• Required tasks:
**1)** In the text on Driverless AI experiment settings, rewrite the paragraph that begins "The Time knob stands for relative time tolerance" as a short bulleted list that keeps its main facts.
**2)** Reproduce word for word the passage of the text on Driverless AI experiment settings starting at "Refer to Time" and ending at "time series features.".
**** Text to read ****
Refer to Time Series in Driverless AI for more information about time series experiments in Driverless AI and to see a time series example.

Time column settings


  • Engineered features will be used for MLI when a time series experiment is built. This is because munged time series features are more useful features for MLI compared to raw time series features.

  • A Time Column cannot be specified if a Fold Column is specified. This is because both fold and time columns are only used to split training datasets into training/validation, so once you split by time, you cannot also split with the fold column. If a Time Column is specified, then the time group columns play the role of the fold column for time series.

  • A Time Column cannot be specified if a validation dataset is used.

  • A column that is specified as being unavailable at prediction time will only have lag-related features created for (or with) it.

  • Unavailable Columns at Time of Prediction will only have lag-related features created for (or with) it, so this option is only used when time_series_recipe is enabled.

Accuracy, Time, and Interpretability Knobs

The experiment preview describes what the Accuracy, Time, and Interpretability settings mean for your specific experiment. This preview automatically updates when any of the experiment’s settings change (including the knobs).

  • The Accuracy knob stands for relative accuracy: Higher values should lead to higher confidence in model performance. Usually achieved through the use of larger data (less sampling), more modeling effort (more tuning, higher accuracy settings), more statistical calculations (cross-validation, bootstrapping). Doesn’t always mean that the final model is better, but generally means that the final estimate is more accurate. If in doubt, trust the results of the experiment with higher accuracy settings.

  • The Time knob stands for relative time tolerance: Higher values generally lead to longer run times. Indicates patience to wait for convergence of the experiment score. Larger values mean higher chance of getting a better model. If it takes too long, just click on ‘Finish’ button and it will finish the experiment as if convergence was achieved.

  • The Interpretability knob stands for relative interpretability: Higher values favor more interpretable models (e.g. linear models, decision trees, single models) with less complex feature engineering (fewer features, simple features). Lower values lead to more complex models (e.g. neural networks, GBMs, ensembles) and more complex feature pipelines (more features, higher-order interaction features).
**** Record list ****
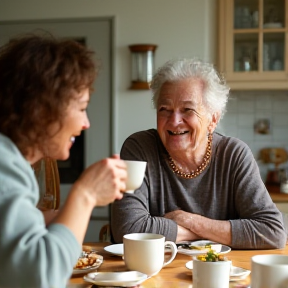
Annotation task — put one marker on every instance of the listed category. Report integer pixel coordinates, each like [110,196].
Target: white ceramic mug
[136,172]
[211,274]
[145,252]
[269,271]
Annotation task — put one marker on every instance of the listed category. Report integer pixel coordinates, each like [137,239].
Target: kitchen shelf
[253,41]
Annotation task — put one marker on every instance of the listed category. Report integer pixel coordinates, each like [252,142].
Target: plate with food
[88,261]
[236,273]
[116,249]
[120,279]
[200,247]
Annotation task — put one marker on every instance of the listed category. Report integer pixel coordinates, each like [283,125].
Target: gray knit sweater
****
• In response:
**1)**
- The Time knob stands for relative time tolerance.
- Higher values generally lead to longer run times and indicate patience to wait for the experiment score to converge.
- Larger values mean a higher chance of getting a better model.
- If the run takes too long, clicking the ‘Finish’ button finishes the experiment as if convergence was achieved.

**2)**
Refer to Time Series in Driverless AI for more information about time series experiments in Driverless AI and to see a time series example.

Time column settings


  • Engineered features will be used for MLI when a time series experiment is built. This is because munged time series features are more useful features for MLI compared to raw time series features.